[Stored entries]
'''
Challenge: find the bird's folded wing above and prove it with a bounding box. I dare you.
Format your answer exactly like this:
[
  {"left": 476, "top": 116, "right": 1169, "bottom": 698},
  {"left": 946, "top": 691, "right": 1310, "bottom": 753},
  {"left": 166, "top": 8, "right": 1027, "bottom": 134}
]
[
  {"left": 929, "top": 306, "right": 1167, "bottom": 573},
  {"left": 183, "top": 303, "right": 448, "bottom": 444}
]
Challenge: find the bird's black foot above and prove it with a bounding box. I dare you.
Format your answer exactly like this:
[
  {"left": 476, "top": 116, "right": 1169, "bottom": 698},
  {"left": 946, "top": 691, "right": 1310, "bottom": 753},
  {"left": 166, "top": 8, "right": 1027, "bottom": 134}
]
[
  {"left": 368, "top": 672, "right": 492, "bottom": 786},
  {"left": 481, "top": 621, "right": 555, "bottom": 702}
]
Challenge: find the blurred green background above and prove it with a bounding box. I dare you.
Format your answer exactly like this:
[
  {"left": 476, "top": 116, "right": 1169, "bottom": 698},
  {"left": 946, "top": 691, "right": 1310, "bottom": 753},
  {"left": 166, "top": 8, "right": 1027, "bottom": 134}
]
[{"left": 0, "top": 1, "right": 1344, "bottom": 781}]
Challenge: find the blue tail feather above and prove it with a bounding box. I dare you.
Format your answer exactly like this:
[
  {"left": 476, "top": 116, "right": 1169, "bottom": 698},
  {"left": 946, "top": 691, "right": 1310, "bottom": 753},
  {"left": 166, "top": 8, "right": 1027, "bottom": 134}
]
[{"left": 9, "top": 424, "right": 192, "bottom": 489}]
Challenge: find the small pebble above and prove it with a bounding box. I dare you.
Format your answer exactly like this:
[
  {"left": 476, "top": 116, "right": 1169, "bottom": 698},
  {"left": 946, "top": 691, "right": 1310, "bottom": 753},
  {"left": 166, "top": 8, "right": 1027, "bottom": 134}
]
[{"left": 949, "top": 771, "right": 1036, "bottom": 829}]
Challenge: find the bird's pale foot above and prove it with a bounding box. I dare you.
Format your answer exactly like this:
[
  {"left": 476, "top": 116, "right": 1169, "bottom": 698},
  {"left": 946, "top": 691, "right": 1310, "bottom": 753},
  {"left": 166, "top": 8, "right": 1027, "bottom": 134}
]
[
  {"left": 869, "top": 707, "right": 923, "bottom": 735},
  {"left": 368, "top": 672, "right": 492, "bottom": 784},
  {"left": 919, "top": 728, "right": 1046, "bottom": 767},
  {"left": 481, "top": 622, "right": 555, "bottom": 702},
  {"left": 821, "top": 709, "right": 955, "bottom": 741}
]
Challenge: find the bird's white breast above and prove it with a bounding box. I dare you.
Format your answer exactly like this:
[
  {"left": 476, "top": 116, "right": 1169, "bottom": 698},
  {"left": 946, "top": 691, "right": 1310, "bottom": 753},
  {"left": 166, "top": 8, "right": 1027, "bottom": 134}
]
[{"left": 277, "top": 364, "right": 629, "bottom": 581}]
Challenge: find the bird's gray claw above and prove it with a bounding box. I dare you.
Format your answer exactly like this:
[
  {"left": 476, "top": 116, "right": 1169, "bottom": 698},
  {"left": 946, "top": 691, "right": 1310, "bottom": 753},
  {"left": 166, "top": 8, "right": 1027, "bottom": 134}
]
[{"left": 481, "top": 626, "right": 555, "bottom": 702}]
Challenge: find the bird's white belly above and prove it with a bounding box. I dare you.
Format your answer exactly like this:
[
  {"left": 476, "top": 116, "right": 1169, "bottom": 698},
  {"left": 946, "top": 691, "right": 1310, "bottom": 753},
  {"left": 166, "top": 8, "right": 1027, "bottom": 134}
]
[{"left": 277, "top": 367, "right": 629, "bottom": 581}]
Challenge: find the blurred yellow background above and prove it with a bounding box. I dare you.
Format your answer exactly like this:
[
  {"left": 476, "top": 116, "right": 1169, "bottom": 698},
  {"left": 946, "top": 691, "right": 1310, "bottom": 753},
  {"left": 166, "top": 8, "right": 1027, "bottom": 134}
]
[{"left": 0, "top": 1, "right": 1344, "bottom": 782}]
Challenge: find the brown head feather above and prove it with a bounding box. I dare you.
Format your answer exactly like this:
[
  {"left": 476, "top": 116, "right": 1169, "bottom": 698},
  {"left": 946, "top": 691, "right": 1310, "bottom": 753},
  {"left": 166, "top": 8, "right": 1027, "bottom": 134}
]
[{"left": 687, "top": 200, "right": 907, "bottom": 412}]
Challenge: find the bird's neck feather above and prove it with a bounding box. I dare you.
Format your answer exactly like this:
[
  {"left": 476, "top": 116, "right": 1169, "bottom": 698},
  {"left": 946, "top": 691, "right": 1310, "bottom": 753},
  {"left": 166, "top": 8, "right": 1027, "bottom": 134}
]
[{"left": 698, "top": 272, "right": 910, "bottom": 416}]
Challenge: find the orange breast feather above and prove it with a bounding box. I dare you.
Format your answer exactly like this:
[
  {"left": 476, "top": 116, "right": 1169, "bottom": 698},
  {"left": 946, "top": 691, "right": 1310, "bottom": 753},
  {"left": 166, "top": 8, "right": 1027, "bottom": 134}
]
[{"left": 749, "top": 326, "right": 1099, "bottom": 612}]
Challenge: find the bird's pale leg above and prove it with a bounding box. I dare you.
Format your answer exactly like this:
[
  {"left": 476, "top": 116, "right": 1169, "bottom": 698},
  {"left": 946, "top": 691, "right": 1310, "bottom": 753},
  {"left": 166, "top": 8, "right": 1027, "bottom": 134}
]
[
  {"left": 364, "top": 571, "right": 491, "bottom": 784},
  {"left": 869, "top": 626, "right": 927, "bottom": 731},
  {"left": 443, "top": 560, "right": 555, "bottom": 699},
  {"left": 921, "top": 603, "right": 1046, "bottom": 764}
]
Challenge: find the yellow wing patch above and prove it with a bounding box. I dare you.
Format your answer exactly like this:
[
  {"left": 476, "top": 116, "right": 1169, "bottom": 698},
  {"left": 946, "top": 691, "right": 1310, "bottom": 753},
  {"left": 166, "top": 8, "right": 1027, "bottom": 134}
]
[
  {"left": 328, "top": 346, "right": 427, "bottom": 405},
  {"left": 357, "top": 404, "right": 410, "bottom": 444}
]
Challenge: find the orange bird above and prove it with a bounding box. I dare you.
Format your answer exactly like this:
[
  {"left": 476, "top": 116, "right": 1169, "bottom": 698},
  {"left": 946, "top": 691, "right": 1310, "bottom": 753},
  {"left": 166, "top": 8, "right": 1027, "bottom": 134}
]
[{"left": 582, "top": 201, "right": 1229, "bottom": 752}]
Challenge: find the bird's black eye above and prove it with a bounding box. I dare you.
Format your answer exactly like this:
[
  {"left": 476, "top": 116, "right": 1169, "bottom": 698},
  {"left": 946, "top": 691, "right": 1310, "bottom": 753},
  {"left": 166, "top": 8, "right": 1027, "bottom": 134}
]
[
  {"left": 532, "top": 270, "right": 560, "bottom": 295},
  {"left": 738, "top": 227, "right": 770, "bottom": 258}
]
'''
WHAT YOU HAVE TO DO
Output the records verbatim, from the first line to the last.

SOLUTION BELOW
Challenge: find the bird's folded wing above and prove it with a bounding box. I dare you.
Format your answer exactly like this:
[
  {"left": 476, "top": 116, "right": 1169, "bottom": 698},
  {"left": 946, "top": 691, "right": 1310, "bottom": 753},
  {"left": 166, "top": 8, "right": 1027, "bottom": 134}
]
[
  {"left": 929, "top": 306, "right": 1167, "bottom": 573},
  {"left": 183, "top": 303, "right": 448, "bottom": 444}
]
Challenge: find the bird's black foot above and prove it with a bounding box. I dare you.
Format your answer exactly like this:
[
  {"left": 476, "top": 116, "right": 1169, "bottom": 698},
  {"left": 946, "top": 691, "right": 1310, "bottom": 753},
  {"left": 166, "top": 8, "right": 1027, "bottom": 134}
]
[
  {"left": 368, "top": 672, "right": 492, "bottom": 786},
  {"left": 481, "top": 621, "right": 555, "bottom": 702}
]
Challenge: find the blurred green background above and prove it with a bounding box. I dare you.
Format your answer exactly like this:
[
  {"left": 476, "top": 116, "right": 1169, "bottom": 698},
  {"left": 946, "top": 691, "right": 1310, "bottom": 753},
  {"left": 166, "top": 8, "right": 1027, "bottom": 134}
]
[{"left": 0, "top": 1, "right": 1344, "bottom": 781}]
Challenge: find the blue tail feather above and prove it with a bounding box. I dare you.
Format your answer exactly like this:
[
  {"left": 476, "top": 116, "right": 1169, "bottom": 698},
  {"left": 946, "top": 691, "right": 1310, "bottom": 753},
  {"left": 166, "top": 8, "right": 1027, "bottom": 134}
]
[{"left": 9, "top": 424, "right": 192, "bottom": 489}]
Challenge: find the small pebble above and prove it with a bounding box. I dare you.
Format your answer exactly like this:
[
  {"left": 476, "top": 116, "right": 1169, "bottom": 698},
  {"left": 946, "top": 691, "right": 1310, "bottom": 753},
  {"left": 166, "top": 8, "right": 1027, "bottom": 134}
]
[{"left": 949, "top": 771, "right": 1036, "bottom": 829}]
Challenge: find the bird's pale foot above and prove it with a bounding box. I dare you.
Format your answer exactly like this:
[
  {"left": 476, "top": 116, "right": 1169, "bottom": 698},
  {"left": 946, "top": 691, "right": 1310, "bottom": 753},
  {"left": 166, "top": 8, "right": 1027, "bottom": 134}
]
[
  {"left": 869, "top": 707, "right": 923, "bottom": 735},
  {"left": 368, "top": 672, "right": 492, "bottom": 784},
  {"left": 919, "top": 728, "right": 1046, "bottom": 767},
  {"left": 481, "top": 622, "right": 555, "bottom": 702},
  {"left": 821, "top": 709, "right": 955, "bottom": 741}
]
Challenge: find the bird's white breast above and prove it with a bounding box. I dare you.
Format your answer exactly like this:
[
  {"left": 476, "top": 116, "right": 1169, "bottom": 698},
  {"left": 946, "top": 691, "right": 1310, "bottom": 753},
  {"left": 166, "top": 8, "right": 1027, "bottom": 134}
]
[{"left": 277, "top": 364, "right": 629, "bottom": 581}]
Challenge: find the bird's gray claw above and prove it with a bounding box. I dare you.
Format your answer exactly like this:
[
  {"left": 476, "top": 116, "right": 1169, "bottom": 698},
  {"left": 946, "top": 691, "right": 1310, "bottom": 753},
  {"left": 166, "top": 8, "right": 1027, "bottom": 134}
]
[{"left": 481, "top": 626, "right": 555, "bottom": 702}]
Challenge: find the bird's white belly above and prove it with a bounding box. I dare you.
Format your answer exactly like this:
[
  {"left": 476, "top": 116, "right": 1169, "bottom": 698},
  {"left": 946, "top": 691, "right": 1310, "bottom": 753},
  {"left": 166, "top": 8, "right": 1027, "bottom": 134}
]
[{"left": 277, "top": 367, "right": 629, "bottom": 581}]
Challenge: find the blurred yellow background above and prove it with a bounding box. I dare you.
Format your answer exactly like this:
[
  {"left": 476, "top": 116, "right": 1169, "bottom": 698},
  {"left": 946, "top": 691, "right": 1310, "bottom": 753},
  {"left": 166, "top": 8, "right": 1027, "bottom": 134}
]
[{"left": 0, "top": 1, "right": 1344, "bottom": 782}]
Challenge: find the brown head feather above and prove it with a bounding box. I dare you.
Format your answer exactly like this:
[
  {"left": 476, "top": 116, "right": 1169, "bottom": 698},
  {"left": 946, "top": 691, "right": 1310, "bottom": 753},
  {"left": 166, "top": 8, "right": 1027, "bottom": 134}
]
[{"left": 687, "top": 200, "right": 907, "bottom": 412}]
Challenge: find the bird's neck feather above and prove it with a bounding box. I dare you.
Format your answer exactly like this:
[
  {"left": 476, "top": 116, "right": 1169, "bottom": 698},
  {"left": 946, "top": 691, "right": 1310, "bottom": 753},
  {"left": 166, "top": 8, "right": 1027, "bottom": 134}
]
[{"left": 698, "top": 272, "right": 910, "bottom": 416}]
Challenge: find the orange breast feather above and prove it with a bounding box. I dare you.
Format your answer exactly like this:
[
  {"left": 476, "top": 116, "right": 1169, "bottom": 698},
  {"left": 946, "top": 691, "right": 1310, "bottom": 753},
  {"left": 166, "top": 8, "right": 1027, "bottom": 134}
]
[{"left": 749, "top": 326, "right": 1099, "bottom": 612}]
Challenge: find the bird's pale leg above and prove it with a bounding box. I dare you.
Format your answer exactly like this:
[
  {"left": 476, "top": 116, "right": 1169, "bottom": 698},
  {"left": 946, "top": 691, "right": 1310, "bottom": 753},
  {"left": 166, "top": 8, "right": 1027, "bottom": 134}
]
[
  {"left": 364, "top": 571, "right": 491, "bottom": 784},
  {"left": 869, "top": 626, "right": 927, "bottom": 731},
  {"left": 443, "top": 560, "right": 555, "bottom": 699},
  {"left": 921, "top": 603, "right": 1046, "bottom": 764}
]
Challenge: find the yellow wing patch above and prove it with a bounding box. I dare you.
Format your answer exactly like this:
[
  {"left": 476, "top": 116, "right": 1169, "bottom": 698},
  {"left": 946, "top": 691, "right": 1310, "bottom": 753},
  {"left": 166, "top": 8, "right": 1027, "bottom": 134}
]
[
  {"left": 328, "top": 346, "right": 427, "bottom": 405},
  {"left": 357, "top": 404, "right": 410, "bottom": 444}
]
Challenge: find the orange bird above and prove it with a bounding box. I dare you.
Format your answer exactly like this:
[
  {"left": 476, "top": 116, "right": 1169, "bottom": 698},
  {"left": 946, "top": 691, "right": 1310, "bottom": 753},
  {"left": 166, "top": 8, "right": 1027, "bottom": 134}
]
[{"left": 582, "top": 201, "right": 1229, "bottom": 752}]
Challenge: find the bird's black eye above and prove it with a bounding box. I dare you.
Format your answer exactly like this:
[
  {"left": 476, "top": 116, "right": 1169, "bottom": 698},
  {"left": 946, "top": 691, "right": 1310, "bottom": 753},
  {"left": 166, "top": 8, "right": 1027, "bottom": 134}
]
[
  {"left": 532, "top": 270, "right": 560, "bottom": 295},
  {"left": 738, "top": 227, "right": 770, "bottom": 258}
]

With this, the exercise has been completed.